BEGIN TEXT FOR ANALYSIS

On the one hand, the IRS had already processed 100 million 2020 returns and issued 73 million refunds, with an average amount of $2,873, as of April 16.
“The IRS website says that normal processing time for an electronically filed return is 21 days, but in reality, millions of taxpayers receive their refunds even quicker — sometimes within a week, sometimes in days,” Collins reported in her blog.
And approximately 161 million stimulus payments have been disbursed with a total value of more than $379 billion — $3.4 billion issued this past week alone, the IRS and Treasury Department said in their latest update on the third round of the payments.
On the other hand, plenty of other people are deeply frustrated by the delay in getting their returns processed, refunds issued or questions answered.
“I along with my tax accountant have been chasing my 2019 amended return since July 7, 2020, to no avail,” one reader wrote. “I have checked online and by telephone during this time. No one answers the phone.”
The IRS has said it’s reviewing returns to look for discrepancies concerning the “recovery rebate credit.” Technically, the stimulus payments are an advance of credit. If a filer has made a mistake in calculating the credit, the agency will fix the error. But any inconsistencies between the IRS’s records and a taxpayer return requires a manual review.
Adding to the chaos is the need for the IRS to validate the 2019 income that many taxpayers used to figure out their earned-income tax credit. One of the biggest tax breaks for working people, the EITC helps low-to-moderate-income workers and families reduce their taxes and can result in a refund. Working families with three or more qualifying children could be eligible for up to $6,660. Workers without a qualifying child could receive up to $538.

END TEXT FOR ANALYSIS
BEGIN AVAILABLE DATA

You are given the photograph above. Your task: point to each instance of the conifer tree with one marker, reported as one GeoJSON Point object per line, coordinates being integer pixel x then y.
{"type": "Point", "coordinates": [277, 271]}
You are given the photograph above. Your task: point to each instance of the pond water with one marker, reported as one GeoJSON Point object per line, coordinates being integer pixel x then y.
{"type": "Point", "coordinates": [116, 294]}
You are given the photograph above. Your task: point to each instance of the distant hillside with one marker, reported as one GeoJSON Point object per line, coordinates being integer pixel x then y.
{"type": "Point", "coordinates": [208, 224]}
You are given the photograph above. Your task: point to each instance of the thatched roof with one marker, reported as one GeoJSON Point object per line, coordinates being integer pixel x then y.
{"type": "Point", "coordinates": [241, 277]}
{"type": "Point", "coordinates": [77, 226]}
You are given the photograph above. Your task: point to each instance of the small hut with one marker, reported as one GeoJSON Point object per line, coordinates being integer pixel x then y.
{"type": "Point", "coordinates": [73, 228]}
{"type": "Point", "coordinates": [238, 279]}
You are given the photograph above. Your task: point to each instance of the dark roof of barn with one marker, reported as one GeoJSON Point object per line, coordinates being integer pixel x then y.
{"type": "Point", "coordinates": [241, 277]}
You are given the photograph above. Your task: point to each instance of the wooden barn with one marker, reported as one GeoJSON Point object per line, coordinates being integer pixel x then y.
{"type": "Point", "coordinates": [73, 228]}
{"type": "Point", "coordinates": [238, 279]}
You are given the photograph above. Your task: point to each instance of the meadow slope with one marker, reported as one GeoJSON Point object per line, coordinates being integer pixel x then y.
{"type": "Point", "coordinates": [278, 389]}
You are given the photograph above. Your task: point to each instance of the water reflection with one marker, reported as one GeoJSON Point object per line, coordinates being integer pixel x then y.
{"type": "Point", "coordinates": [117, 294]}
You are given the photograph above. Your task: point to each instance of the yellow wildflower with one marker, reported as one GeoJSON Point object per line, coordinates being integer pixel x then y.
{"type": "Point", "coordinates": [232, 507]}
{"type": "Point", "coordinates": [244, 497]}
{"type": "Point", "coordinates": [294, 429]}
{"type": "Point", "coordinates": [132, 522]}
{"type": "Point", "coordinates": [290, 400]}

END AVAILABLE DATA

TASKS TO COMPLETE:
A. Do these statements agree with the text on IRS refunds and stimulus payments? Answer yes or no for each, quoting the words that decide it. (i) The IRS had issued 73 million refunds as of April 16. (ii) Workers without a qualifying child could receive up to $6,660 from the earned-income tax credit. (iii) An inconsistency between the IRS's records and a taxpayer return is corrected without a manual review.
B. Continue the text on IRS refunds and stimulus payments, starting after its final sentence about workers without a qualifying child.

ANSWERS BY TASK:
A.
(i) Yes: "issued 73 million refunds, with an average amount of $2,873, as of April 16."
(ii) No: "Workers without a qualifying child could receive up to $538."
(iii) No: "any inconsistencies between the IRS’s records and a taxpayer return requires a manual review."

B.
To claim the EITC, you have to have earned income. This became an issue for the millions of people who lost their jobs because of the pandemic last year. To address this situation, the Taxpayer Certainty and Disaster Tax Relief Act of 2020, signed into law late last year, expanded eligibility for the EITC, allowing people to use their 2019 earned income.
“If you look at the reasons that a lot of these returns are being pulled, it really impacts, unfortunately, lower-income taxpayers,” Collins said. “That’s a percentage of the population who do not need to have their refunds delayed.”
Returns that are being pulled to correct the recovery rebate credit for the stimulus payment or to verify the 2019 income for the EITC are sent to the IRS’s Error Resolution System unit, where the forms wait in “suspense” until reviewed by an agency employee. And here’s why calls to the IRS aren’t fruitful: The IRS system isn’t programmed to indicate why a return is in limbo.
As of the week ending April 9, more than 8 million individual 1040 returns were in suspense status because of the recovery rebate credit or EITC income review, Collins said. The backlog also includes 5.3 million individual 2019 and 2020 paper returns; 4.7 million individual returns with processing errors or fraud identification issues requiring responses from taxpayers; and 11 million business and other returns.
Collins doesn’t fault the IRS for all the delays. But she rightfully slams the agency for not providing taxpayers with more information about why their returns and/or refunds are held up.
“People would rather know the bad information so they can figure out how to deal with it,” she said. “If you’re sitting there every day waiting for that check or that deposit, it’s got to be incredibly frustrating. And then you think: ‘What did I do wrong? What’s wrong with my return?’ And then people will think: ‘Should I file another one? Did they not receive it? What’s going on?’ The unknown creates more kind of stress.”
One taxpayer from Nashville is waiting on more than $16,000 in refunds from his and his wife’s 2019 and 2020 joint returns, largely because of claiming the recovery rebate credit. He’s tried numerous times to get an answer by calling the 1040 telephone line. He says he checks “Where’s My Refund” at irs.gov several times a day.
“I understand why there’s a delay with covid,” the taxpayer said in an interview. “I just don’t understand why I can’t get any information.”